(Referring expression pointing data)
_ _ _ _ _

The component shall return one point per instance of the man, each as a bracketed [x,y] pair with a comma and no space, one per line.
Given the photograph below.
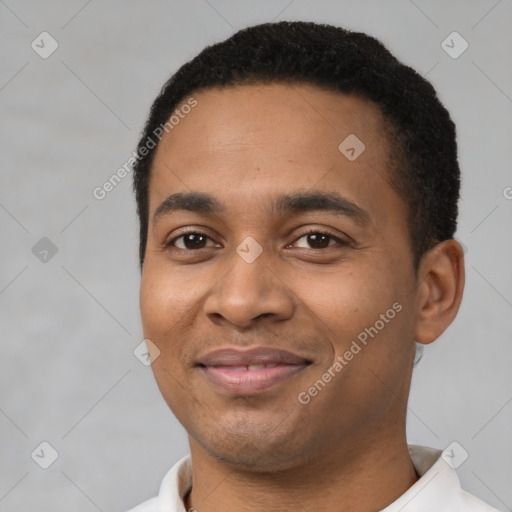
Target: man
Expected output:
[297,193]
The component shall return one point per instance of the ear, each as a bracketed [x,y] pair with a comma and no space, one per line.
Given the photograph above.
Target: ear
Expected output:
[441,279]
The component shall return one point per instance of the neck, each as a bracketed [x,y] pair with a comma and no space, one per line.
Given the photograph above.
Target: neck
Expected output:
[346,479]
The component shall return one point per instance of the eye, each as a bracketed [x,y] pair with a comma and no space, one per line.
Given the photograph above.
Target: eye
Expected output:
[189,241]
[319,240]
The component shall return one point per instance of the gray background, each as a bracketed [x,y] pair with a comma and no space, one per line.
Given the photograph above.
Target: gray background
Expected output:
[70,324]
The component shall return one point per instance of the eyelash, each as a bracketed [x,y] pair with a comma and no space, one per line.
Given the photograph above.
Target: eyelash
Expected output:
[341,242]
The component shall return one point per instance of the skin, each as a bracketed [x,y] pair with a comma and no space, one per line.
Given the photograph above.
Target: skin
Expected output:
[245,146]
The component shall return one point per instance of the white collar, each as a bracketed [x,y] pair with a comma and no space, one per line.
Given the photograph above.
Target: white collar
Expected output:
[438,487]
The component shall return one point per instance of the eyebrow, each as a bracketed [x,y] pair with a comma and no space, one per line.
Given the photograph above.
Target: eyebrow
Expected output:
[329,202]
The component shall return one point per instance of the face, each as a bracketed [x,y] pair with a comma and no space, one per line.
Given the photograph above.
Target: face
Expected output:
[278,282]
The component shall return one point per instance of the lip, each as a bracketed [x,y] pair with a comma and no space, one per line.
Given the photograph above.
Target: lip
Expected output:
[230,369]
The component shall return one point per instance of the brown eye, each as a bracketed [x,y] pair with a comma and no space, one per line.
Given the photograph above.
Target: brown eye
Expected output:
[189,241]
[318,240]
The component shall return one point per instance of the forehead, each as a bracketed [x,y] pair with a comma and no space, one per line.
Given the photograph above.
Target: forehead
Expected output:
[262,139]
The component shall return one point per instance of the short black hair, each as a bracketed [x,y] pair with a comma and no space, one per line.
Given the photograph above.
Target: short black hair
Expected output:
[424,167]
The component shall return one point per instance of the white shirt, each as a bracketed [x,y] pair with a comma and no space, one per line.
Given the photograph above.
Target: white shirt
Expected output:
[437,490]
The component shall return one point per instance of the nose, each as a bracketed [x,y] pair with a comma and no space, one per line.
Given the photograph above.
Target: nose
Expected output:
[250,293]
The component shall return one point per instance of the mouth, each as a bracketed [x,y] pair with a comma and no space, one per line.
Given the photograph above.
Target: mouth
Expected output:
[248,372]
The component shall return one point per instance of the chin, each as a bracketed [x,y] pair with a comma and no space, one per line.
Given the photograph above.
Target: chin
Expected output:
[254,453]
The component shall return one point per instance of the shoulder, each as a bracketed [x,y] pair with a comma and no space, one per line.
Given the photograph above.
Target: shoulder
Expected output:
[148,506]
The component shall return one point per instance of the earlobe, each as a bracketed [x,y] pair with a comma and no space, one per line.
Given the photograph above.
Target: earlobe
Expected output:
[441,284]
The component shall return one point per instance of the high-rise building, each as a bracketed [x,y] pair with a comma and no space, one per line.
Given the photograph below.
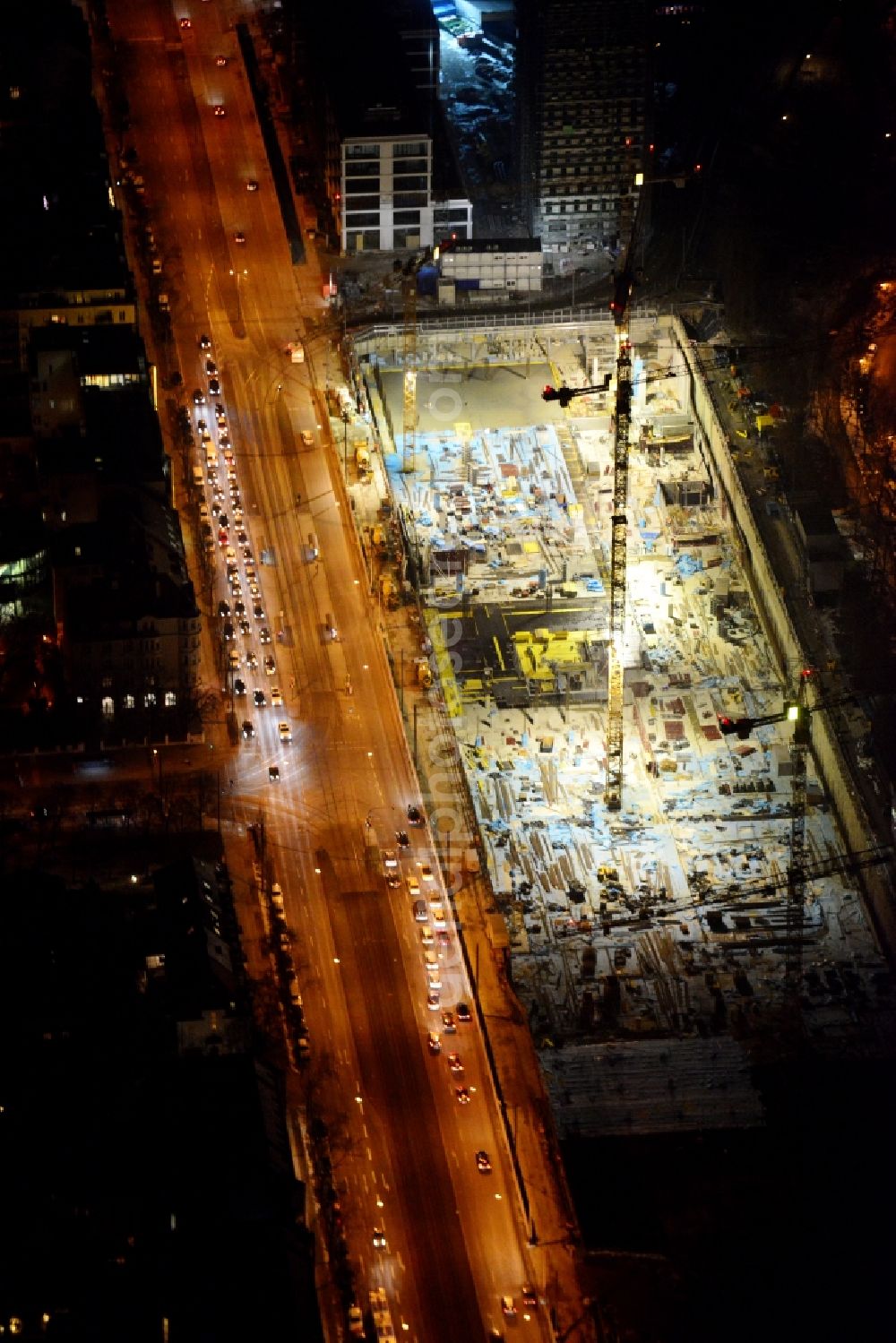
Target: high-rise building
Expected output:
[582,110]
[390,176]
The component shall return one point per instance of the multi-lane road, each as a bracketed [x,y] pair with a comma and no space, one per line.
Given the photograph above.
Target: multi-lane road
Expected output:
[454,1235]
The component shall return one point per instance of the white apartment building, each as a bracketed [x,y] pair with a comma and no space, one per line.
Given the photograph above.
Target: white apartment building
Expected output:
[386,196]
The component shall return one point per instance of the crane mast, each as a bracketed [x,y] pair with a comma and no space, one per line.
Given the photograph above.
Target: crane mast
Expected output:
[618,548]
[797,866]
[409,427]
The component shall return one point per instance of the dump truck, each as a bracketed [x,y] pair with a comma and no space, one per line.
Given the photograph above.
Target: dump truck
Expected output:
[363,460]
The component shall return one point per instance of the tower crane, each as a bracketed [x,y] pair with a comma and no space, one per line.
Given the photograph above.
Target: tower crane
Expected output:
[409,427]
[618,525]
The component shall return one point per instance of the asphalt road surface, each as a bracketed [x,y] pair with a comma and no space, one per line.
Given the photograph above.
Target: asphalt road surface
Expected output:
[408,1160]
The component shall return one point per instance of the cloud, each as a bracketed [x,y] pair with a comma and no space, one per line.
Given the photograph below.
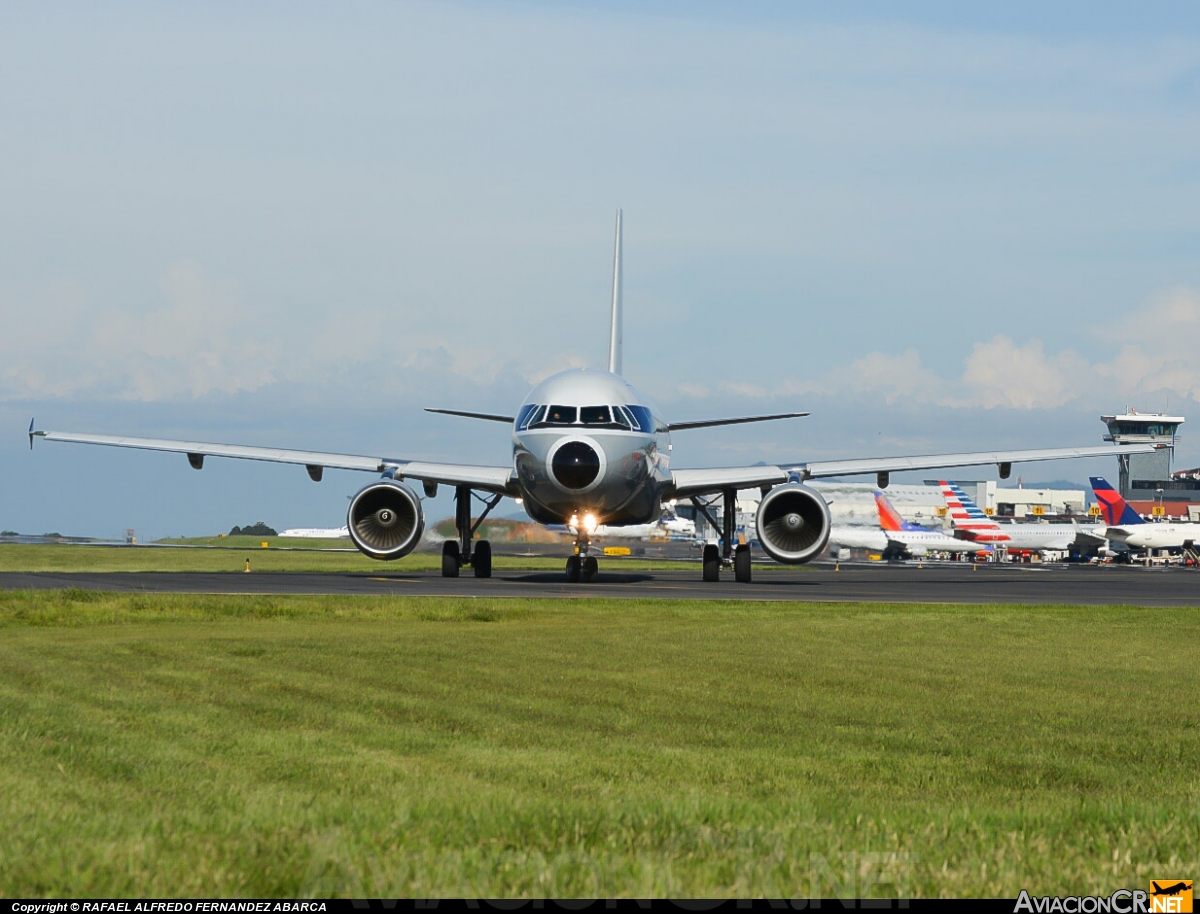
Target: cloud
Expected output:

_ _ _ _ _

Reproduce every record above exactly as given, excluding pictures from the result.

The component shall return one point per instance of the man, each as a bracketed [x,y] pair with a comma and no space, one per line.
Given the photograph below.
Target: man
Expected output:
[297,193]
The component shall return one point per instance of the ear, each as a bracketed [x,y] pair with a comma and no space, one per line.
Given the photograph above.
Target: ear
Expected output:
[441,279]
The component shall return one point per instance of the neck, each as a bracketed [x,y] pair with a comma and no space, one per line.
Given the photograph above.
Target: neck
Expected output:
[346,479]
The component shall return one point per instance of the eye, each as a bracketed [x,y] pair with a comma and no space, one per line.
Given the photograph above.
Target: eye
Expected output:
[189,241]
[319,240]
The component shall return one point per instance of the gray background, each as a bracketed [x,y] pair with a comma and no space, one per line.
Given the photograph above.
Target: gray background
Expected output:
[70,324]
The component shall return one point per instance of the eyelash, each as a bracketed [x,y] pair with a comma and no space, one per line.
Given the photograph above.
Target: eyelash
Expected output:
[341,242]
The component shall return one point per instance of the skin, each as a bracketed [x,y] pair with a comma and no space, one per line.
Given the photograph above.
Target: skin
Expected output:
[245,146]
The component shall return one point per instance of the white collar, each as a bracketed [x,y] pair with a comma and no space, one per line.
Given the photograph above.
Target: white collar
Expected output:
[438,487]
The component shall return one point per instance of the eyebrow, each as a bracketed [x,y] pair with a comma and no space, one per line.
Given the photograph above.
Target: eyebrow
Expected output:
[329,202]
The component shall return one point per instance of the face, each as a bracketed [x,y] pair with a comma and no space, one per line.
Given the photograph above.
Target: face
Expected output:
[278,282]
The component shall return one point per instance of the lip, each as a bracketed [x,y] pair with a comma and no space, one per line.
Given the photograph above.
Target: lip
Expected output:
[230,369]
The component shall return one point per instance of the brown eye, each as a bracketed [x,y] pair with a comma and no space, one per line.
Given the photograph above.
Target: brown eye
Expected output:
[189,241]
[318,240]
The component shall return one point per instance of the forehead, each as a bracketed [x,y] pair with a comma and no space, one per line.
Given the photograph above.
Target: forehead
Expected output:
[262,139]
The component shall return one point per instance of the short black hair, each as a bracketed [x,y] pair with a comma and no space, one per line.
Given the photograph above.
Target: short black hair
Expected output:
[424,167]
The component shall return one point per instance of the white shirt, each as a bracketed [x,y] pair with a comma and no space, one per line.
Given the photograph above.
Target: white shirt
Expected output:
[437,490]
The component shall return one point per instance of the nose, each as a bracketed [x,y] pair with a comma and no space, one per line.
Given the photograph above.
Target: nose
Expected output:
[250,293]
The component shall return one point per instance of the mouth, each as a bracketed [x,y] pair with a comma and no space, one per line.
Given the photograph above.
Target: mouth
Expected output:
[248,372]
The component shall return one point per instance of the chin, each as a bracketed [x,y] pair with a comma and no space, one per line.
Given the photograph above.
Target: chin
Expected output:
[254,453]
The component shall return one point per instance of the shoulder, each as a bracketed [x,y] pair with a comma and no space, one per line.
Given the photograph above.
Target: shoulder
Expected output:
[148,506]
The component shall return one point per instance of the earlobe, each as a bracketed [x,y] pair with a comma and no space, one per line.
Given the photograph above.
Target: earlobe
Expected output:
[441,284]
The component shall return one point per instance of the high-rise building, each as a bracketed [x,y] pair with a comma and no space, one per line.
Given the photograph below.
Target: high-rise building
Expected output:
[582,110]
[390,176]
The component shall return one point per instance of the multi-lane road, each as a bracketed [x,y] pair with a comma and no space, one per line.
Given the photograph above.
Target: multi-lane road
Expected output:
[454,1235]
The component shall return one point per instance of the white apartment building, each as a bracketed [x,y] pair with a comma and no space, one per line.
Given the photograph above.
Target: white apartment building
Expected output:
[386,196]
The component shall return one point per instance of the crane mast, each as a bracketed [x,y] pair with a comma and no space, one per line.
Given the photograph above.
Target: crane mast
Expected output:
[618,548]
[797,866]
[409,427]
The component shall return one point per instance of the dump truck, each as a bracketed [x,y] pair with a comma and no space, one per line.
Given the photograph above.
Target: dump truck
Expected output:
[363,460]
The component shall return one point per instance of the tower crane, each as a bracketed [x,y] pair with a comma and no space, one per line.
Given the photograph above.
Target: tower crane
Expected output:
[409,427]
[618,525]
The component shall return one point per instance of the asphalt road surface, each as a bracketed [x,y] pair with a comma and no space, one per line.
Given the photograph above.
Target: asphalt road surface
Expected output:
[408,1160]
The component shall return one point per instance of the cloud, each as a bracketed [x,y] pair with a comma and no space, one per line.
Given the photograph below.
Target: cloud
Expected output:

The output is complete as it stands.